Exercise directions: How many of the lines below contain the string "sourdough"? Reply with the number alone.

(begin)

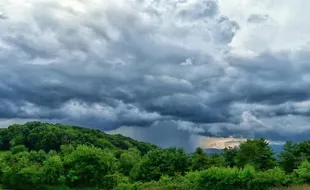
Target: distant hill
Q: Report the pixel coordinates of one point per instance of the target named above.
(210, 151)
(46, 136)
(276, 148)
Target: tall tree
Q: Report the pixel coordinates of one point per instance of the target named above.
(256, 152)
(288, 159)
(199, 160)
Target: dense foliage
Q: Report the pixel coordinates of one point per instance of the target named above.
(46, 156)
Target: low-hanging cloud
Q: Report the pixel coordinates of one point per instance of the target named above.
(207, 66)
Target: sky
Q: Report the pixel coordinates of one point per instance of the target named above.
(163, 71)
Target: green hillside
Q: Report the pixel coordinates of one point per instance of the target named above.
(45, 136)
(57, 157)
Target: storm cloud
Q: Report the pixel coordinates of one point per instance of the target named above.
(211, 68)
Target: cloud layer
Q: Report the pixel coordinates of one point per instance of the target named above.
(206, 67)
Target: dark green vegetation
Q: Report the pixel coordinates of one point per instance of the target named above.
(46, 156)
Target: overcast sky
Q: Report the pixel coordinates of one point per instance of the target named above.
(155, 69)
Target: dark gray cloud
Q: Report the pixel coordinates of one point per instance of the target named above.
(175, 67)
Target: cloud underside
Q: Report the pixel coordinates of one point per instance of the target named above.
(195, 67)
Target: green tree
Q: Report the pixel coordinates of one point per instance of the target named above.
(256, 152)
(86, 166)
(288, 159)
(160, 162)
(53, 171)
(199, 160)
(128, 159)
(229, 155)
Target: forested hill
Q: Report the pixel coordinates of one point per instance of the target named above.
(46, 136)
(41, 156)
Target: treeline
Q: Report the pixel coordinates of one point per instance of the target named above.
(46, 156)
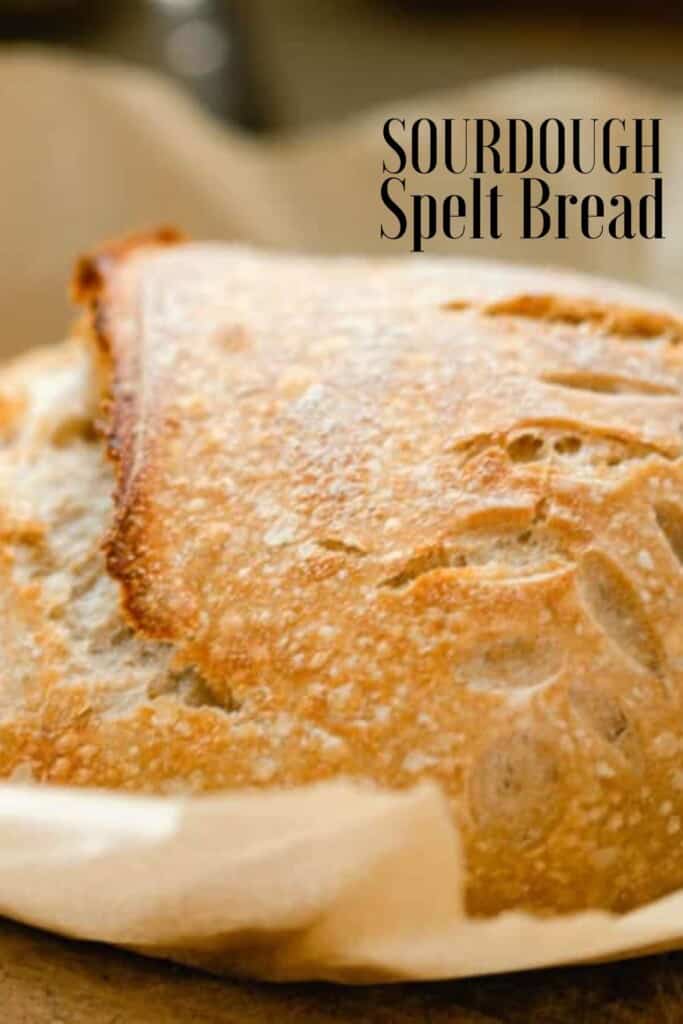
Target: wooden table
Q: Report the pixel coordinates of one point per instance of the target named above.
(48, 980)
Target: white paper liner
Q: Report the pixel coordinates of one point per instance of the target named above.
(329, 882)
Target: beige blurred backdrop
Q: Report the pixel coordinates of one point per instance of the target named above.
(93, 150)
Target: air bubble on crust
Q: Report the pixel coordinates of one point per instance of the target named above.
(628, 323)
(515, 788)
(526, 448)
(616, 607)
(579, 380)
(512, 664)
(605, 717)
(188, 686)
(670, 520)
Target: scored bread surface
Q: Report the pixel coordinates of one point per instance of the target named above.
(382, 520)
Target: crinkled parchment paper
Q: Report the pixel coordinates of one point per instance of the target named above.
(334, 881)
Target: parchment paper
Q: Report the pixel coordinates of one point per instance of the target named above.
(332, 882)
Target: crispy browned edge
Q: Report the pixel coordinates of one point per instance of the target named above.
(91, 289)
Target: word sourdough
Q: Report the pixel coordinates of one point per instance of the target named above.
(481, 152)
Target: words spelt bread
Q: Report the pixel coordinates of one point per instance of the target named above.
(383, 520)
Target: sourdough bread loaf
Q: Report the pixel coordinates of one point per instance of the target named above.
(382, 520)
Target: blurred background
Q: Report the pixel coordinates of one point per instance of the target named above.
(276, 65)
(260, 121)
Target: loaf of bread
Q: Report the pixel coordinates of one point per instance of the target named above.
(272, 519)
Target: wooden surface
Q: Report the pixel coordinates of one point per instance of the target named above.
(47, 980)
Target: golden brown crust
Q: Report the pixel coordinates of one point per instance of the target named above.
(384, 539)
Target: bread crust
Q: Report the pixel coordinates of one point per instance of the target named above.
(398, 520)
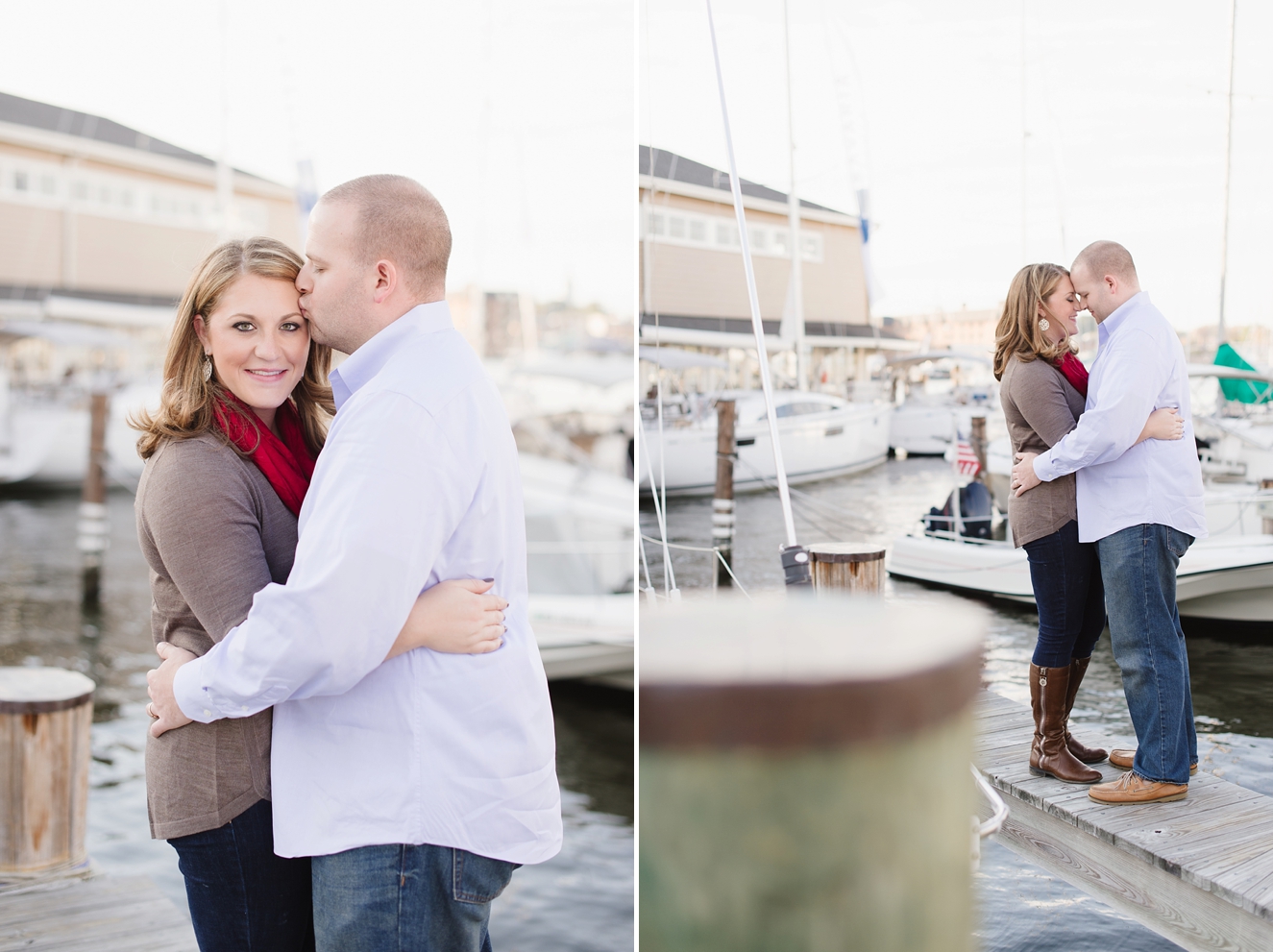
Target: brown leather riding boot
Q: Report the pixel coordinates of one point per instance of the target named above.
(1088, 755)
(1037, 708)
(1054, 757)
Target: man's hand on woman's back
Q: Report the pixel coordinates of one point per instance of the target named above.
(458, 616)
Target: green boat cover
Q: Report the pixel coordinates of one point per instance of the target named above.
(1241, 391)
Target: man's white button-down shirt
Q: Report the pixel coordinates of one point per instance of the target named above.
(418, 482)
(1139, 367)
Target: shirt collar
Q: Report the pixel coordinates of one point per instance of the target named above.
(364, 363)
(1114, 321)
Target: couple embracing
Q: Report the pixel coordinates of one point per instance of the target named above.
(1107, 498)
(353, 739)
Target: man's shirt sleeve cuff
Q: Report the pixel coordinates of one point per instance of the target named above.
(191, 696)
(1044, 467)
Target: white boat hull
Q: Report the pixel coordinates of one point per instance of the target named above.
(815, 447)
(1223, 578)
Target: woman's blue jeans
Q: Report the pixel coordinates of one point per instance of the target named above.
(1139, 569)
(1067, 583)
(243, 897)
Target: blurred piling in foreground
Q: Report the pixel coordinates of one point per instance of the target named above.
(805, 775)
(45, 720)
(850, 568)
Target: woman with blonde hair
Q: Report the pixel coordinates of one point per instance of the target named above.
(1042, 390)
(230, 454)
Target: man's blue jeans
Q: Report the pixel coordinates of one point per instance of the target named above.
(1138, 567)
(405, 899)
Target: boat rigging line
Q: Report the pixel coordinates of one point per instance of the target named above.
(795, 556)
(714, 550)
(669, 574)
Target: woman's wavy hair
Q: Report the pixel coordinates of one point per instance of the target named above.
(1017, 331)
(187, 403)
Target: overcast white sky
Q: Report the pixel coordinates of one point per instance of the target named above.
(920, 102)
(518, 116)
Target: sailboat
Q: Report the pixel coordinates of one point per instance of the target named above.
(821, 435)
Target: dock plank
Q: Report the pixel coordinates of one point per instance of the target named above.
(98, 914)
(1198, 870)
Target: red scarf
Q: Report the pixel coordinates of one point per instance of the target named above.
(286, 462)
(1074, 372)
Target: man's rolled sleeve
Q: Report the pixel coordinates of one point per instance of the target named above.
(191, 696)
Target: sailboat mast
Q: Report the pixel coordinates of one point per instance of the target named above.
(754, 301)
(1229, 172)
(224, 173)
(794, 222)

(end)
(begin)

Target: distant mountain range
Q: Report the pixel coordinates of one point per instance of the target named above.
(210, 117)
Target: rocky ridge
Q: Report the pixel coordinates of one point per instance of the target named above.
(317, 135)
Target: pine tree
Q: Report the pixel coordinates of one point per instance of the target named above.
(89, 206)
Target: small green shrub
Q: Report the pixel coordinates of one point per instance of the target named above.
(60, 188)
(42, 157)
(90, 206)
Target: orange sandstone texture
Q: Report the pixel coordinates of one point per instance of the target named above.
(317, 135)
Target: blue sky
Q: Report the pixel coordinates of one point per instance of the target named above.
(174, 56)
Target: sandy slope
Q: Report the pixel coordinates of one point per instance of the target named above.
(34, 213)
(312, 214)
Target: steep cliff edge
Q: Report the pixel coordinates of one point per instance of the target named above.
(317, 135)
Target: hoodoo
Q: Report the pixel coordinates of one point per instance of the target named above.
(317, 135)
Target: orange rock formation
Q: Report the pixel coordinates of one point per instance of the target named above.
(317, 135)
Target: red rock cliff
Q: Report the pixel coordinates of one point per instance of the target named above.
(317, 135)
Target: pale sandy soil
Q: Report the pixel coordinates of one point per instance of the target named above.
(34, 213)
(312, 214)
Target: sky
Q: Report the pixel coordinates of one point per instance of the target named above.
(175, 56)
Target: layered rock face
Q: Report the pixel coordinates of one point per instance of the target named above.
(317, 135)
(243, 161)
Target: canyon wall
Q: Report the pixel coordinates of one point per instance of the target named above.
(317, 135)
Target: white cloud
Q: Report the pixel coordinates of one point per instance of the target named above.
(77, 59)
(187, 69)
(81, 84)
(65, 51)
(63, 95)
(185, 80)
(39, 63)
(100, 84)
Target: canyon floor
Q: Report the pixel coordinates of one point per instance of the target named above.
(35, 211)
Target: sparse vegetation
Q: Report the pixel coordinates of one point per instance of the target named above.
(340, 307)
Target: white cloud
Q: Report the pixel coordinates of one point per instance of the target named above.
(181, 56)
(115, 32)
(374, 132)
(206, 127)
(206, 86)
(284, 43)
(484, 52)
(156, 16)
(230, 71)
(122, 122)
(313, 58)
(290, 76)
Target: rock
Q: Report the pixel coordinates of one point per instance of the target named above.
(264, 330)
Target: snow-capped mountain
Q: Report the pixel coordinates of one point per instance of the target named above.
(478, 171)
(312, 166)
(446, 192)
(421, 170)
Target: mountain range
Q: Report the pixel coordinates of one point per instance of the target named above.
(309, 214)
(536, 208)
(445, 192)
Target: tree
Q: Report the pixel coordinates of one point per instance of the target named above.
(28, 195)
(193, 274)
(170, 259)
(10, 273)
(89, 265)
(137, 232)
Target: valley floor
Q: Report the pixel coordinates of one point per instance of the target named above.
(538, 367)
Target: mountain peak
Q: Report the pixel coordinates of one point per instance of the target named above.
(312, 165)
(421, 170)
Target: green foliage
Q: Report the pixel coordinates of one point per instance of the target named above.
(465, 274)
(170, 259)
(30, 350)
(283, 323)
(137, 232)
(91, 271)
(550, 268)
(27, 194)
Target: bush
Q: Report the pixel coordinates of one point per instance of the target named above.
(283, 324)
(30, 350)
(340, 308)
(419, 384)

(end)

Full output: 2